(Stored entries)
━━━━━━━━━━━━━━━━━━━━

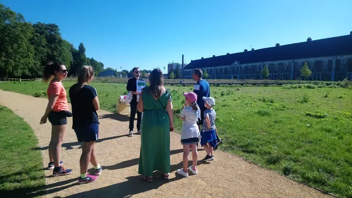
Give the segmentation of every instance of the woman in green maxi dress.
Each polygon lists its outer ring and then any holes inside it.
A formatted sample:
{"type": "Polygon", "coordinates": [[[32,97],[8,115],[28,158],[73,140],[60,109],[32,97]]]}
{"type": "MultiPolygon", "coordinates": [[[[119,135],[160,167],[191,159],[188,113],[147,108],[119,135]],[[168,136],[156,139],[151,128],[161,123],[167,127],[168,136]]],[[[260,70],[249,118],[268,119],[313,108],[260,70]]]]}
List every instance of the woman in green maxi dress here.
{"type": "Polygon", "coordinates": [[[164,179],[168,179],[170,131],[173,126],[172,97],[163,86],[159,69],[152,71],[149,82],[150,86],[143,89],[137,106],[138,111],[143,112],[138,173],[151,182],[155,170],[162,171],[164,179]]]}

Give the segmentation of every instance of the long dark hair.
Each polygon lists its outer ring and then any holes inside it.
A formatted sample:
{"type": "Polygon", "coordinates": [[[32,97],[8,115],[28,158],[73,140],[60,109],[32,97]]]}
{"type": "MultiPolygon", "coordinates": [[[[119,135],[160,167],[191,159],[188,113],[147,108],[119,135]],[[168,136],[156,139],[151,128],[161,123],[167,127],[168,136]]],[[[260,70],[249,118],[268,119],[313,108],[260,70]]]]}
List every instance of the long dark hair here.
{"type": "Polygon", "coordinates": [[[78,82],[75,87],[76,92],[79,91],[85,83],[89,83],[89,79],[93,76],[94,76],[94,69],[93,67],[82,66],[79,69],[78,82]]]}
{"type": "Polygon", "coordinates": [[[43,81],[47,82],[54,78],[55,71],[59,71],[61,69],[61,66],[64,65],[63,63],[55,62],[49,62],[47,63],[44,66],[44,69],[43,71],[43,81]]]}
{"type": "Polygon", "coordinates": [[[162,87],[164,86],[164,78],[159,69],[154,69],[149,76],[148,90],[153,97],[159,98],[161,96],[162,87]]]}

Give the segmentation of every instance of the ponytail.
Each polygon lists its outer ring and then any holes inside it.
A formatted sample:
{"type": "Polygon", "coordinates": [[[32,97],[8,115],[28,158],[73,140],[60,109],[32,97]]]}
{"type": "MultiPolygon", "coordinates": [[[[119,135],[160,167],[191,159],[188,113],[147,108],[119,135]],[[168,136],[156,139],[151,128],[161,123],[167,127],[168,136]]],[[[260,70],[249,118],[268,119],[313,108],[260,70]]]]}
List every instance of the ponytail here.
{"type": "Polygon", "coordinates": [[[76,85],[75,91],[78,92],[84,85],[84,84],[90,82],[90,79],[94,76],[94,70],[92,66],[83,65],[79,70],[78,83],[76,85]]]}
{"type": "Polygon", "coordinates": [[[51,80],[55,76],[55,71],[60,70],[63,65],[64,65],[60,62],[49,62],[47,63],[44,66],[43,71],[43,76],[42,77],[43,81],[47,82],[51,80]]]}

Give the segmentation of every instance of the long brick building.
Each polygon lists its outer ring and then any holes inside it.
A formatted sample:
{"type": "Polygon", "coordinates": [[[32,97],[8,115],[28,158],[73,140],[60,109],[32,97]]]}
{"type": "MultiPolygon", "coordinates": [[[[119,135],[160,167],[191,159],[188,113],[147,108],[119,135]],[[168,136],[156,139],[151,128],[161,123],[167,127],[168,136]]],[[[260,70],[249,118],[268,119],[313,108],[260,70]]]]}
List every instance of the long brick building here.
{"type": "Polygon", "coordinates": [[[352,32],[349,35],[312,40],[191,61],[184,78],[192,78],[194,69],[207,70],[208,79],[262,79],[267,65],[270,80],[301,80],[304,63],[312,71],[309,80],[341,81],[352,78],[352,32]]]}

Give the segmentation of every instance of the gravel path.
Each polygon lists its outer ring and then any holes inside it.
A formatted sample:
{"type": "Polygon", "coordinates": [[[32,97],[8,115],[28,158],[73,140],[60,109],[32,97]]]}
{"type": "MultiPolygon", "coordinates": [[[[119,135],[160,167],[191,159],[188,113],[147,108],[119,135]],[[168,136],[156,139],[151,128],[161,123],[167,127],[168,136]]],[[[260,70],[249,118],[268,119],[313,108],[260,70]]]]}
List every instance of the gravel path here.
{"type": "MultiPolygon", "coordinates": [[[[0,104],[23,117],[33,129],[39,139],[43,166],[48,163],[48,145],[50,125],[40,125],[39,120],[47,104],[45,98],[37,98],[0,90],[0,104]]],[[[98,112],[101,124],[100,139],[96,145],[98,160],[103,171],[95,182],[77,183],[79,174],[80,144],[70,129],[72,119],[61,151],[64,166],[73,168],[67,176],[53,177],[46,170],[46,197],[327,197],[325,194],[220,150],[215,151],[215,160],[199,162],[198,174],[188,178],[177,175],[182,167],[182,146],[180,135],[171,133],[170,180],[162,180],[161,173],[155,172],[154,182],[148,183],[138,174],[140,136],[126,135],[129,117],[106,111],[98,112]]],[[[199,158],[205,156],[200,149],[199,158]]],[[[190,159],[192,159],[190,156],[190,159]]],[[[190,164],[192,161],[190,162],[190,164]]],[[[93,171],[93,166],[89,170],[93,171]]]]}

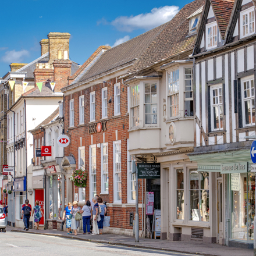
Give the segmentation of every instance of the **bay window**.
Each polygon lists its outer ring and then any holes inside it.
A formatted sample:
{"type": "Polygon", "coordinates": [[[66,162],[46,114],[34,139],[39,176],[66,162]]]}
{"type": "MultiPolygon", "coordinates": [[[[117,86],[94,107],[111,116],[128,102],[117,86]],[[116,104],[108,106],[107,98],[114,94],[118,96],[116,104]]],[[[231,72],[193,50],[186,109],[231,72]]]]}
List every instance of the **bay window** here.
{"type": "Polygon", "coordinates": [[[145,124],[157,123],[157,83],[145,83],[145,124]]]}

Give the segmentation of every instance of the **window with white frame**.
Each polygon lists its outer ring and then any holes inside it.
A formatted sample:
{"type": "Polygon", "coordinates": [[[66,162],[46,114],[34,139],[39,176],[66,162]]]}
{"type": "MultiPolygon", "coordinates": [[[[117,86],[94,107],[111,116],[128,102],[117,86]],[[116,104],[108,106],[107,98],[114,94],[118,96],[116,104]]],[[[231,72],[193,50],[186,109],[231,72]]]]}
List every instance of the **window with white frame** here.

━━━━━━━━━━━━━━━━━━━━

Present every line of the items above as a numbered list, dropping the blank lines and leaving out the pictures.

1. Give the segmentation of every instance of the woman in green maxi dress.
2. Each polygon lists its outer ring and then any holes inside it.
3. A formatted sample:
4. {"type": "Polygon", "coordinates": [[[32,97],[8,115],[28,158],[73,140],[60,109],[32,97]]]}
5. {"type": "MultiPolygon", "coordinates": [[[[119,135],[160,167],[191,159],[188,113],[147,108],[119,135]],[[168,136],[156,139],[151,128],[161,123],[167,127],[168,136]]],[[[260,70],[249,118],[268,119],[313,108],[260,70]]]]}
6. List every instance of the woman in green maxi dress here.
7. {"type": "Polygon", "coordinates": [[[164,179],[168,179],[170,131],[173,126],[172,97],[163,86],[159,69],[152,71],[149,82],[150,86],[143,89],[137,106],[138,111],[143,112],[138,173],[151,182],[155,170],[162,171],[164,179]]]}
8. Give the segmentation of every instance of the long dark hair.
9. Each polygon lists its outer ring and then any holes inside it.
10. A formatted sample:
11. {"type": "Polygon", "coordinates": [[[32,97],[8,115],[28,158],[73,140],[60,109],[32,97]]]}
12. {"type": "MultiPolygon", "coordinates": [[[[119,135],[160,167],[191,159],[188,113],[147,108],[119,135]],[[168,136],[156,139],[151,128],[161,123],[167,127],[168,136]]],[[[260,70],[249,118],[268,119],[313,108],[260,70]]]]}
13. List every instance of the long dark hair here.
14. {"type": "Polygon", "coordinates": [[[78,82],[75,87],[76,92],[79,91],[85,83],[89,83],[89,79],[93,76],[94,76],[94,69],[93,67],[82,66],[79,69],[78,82]]]}
15. {"type": "Polygon", "coordinates": [[[43,81],[47,82],[54,78],[55,71],[59,71],[61,69],[61,66],[64,65],[63,63],[55,62],[49,62],[47,63],[44,66],[44,69],[43,71],[43,81]]]}
16. {"type": "Polygon", "coordinates": [[[162,87],[164,86],[164,78],[159,69],[154,69],[149,76],[148,90],[153,97],[159,98],[161,96],[162,87]]]}
17. Give the segmentation of every instance of the ponytail.
18. Each polygon lists its outer ring and then any holes inside it.
19. A formatted sample:
20. {"type": "Polygon", "coordinates": [[[32,97],[8,115],[28,158],[73,140],[60,109],[32,97]]]}
21. {"type": "MultiPolygon", "coordinates": [[[[119,135],[160,167],[191,159],[188,113],[147,108],[119,135]],[[168,136],[156,139],[151,128],[161,123],[167,127],[168,136]]],[[[260,70],[249,118],[268,119],[313,108],[260,70]]]]}
22. List every instance of the ponytail here.
23. {"type": "Polygon", "coordinates": [[[76,85],[75,91],[78,92],[84,85],[84,84],[90,82],[90,79],[94,76],[94,70],[92,66],[83,65],[79,70],[78,83],[76,85]]]}
24. {"type": "Polygon", "coordinates": [[[51,80],[55,76],[55,71],[60,70],[63,65],[64,65],[60,62],[49,62],[47,63],[44,66],[43,71],[43,76],[42,77],[43,81],[47,82],[51,80]]]}
25. Give the segmentation of every instance of the long brick building.
26. Each polygon lists its outer ring and then any holes inside it.
27. A formatted sample:
28. {"type": "Polygon", "coordinates": [[[32,97],[8,115],[28,158],[73,140],[60,109],[32,97]]]}
29. {"type": "MultiPolygon", "coordinates": [[[[119,135],[160,167],[191,159],[188,113],[147,108],[119,135]],[[168,136],[156,139],[151,128],[161,123],[167,127],[168,136]]],[[[260,70],[249,118],[268,119],[313,108],[260,70]]]]}
30. List every instance of the long brick building here.
31. {"type": "Polygon", "coordinates": [[[352,32],[349,35],[312,40],[191,61],[184,78],[192,78],[194,69],[207,70],[208,79],[262,79],[267,65],[270,80],[301,80],[304,63],[312,71],[309,80],[341,81],[352,78],[352,32]]]}
32. Give the segmentation of every instance of the gravel path.
33. Each polygon lists its outer ring and then any holes inside it.
34. A formatted sample:
35. {"type": "Polygon", "coordinates": [[[32,97],[8,115],[28,158],[73,140],[60,109],[32,97]]]}
36. {"type": "MultiPolygon", "coordinates": [[[[119,135],[160,167],[191,159],[188,113],[147,108],[119,135]],[[168,136],[156,139],[151,128],[161,123],[167,127],[168,136]]],[[[260,70],[249,118],[268,119],[313,108],[260,70]]]]}
37. List every instance of the gravel path here.
38. {"type": "MultiPolygon", "coordinates": [[[[0,104],[23,117],[33,129],[39,139],[43,166],[48,163],[48,145],[50,125],[40,125],[39,120],[47,104],[45,98],[37,98],[0,90],[0,104]]],[[[98,112],[101,124],[100,139],[96,145],[98,160],[103,171],[95,182],[77,183],[79,174],[80,144],[70,129],[72,119],[61,151],[64,166],[73,168],[67,176],[53,177],[46,170],[46,197],[327,197],[325,194],[220,150],[215,151],[215,160],[199,162],[198,174],[188,178],[177,175],[182,167],[182,146],[180,135],[171,133],[170,180],[162,180],[161,173],[155,172],[154,182],[148,183],[138,174],[140,136],[126,135],[129,117],[106,111],[98,112]]],[[[199,158],[205,156],[200,149],[199,158]]],[[[190,159],[192,159],[190,156],[190,159]]],[[[190,164],[192,161],[190,162],[190,164]]],[[[93,171],[93,166],[89,170],[93,171]]]]}
39. Give the segmentation of every instance of the **bay window**.
40. Each polygon lists its outer ring and then any holes inside it.
41. A formatted sample:
42. {"type": "Polygon", "coordinates": [[[66,162],[46,114],[34,139],[39,176],[66,162]]]}
43. {"type": "MultiPolygon", "coordinates": [[[[117,86],[94,107],[111,116],[128,102],[117,86]],[[116,104],[108,106],[107,98],[114,94],[118,96],[116,104]]],[[[231,72],[193,50],[186,109],[231,72]]]]}
44. List every instance of the **bay window** here.
45. {"type": "Polygon", "coordinates": [[[145,124],[157,123],[157,83],[145,83],[145,124]]]}
46. Give the segmentation of every instance of the **window with white frame**.
47. Each polygon lists its outer ring and then any holes inside it.
48. A formatted sample:
49. {"type": "Polygon", "coordinates": [[[66,162],[46,114],[34,139],[39,176],[66,162]]]}
50. {"type": "MultiPolygon", "coordinates": [[[[117,86],[94,107],[111,116],[128,102],[117,86]],[[116,104],[108,106],[107,98],[114,94],[118,96],[116,104]]],[[[231,72],[193,50],[186,109],[231,72]]]]}
51. List every instance of the **window with white frame** here.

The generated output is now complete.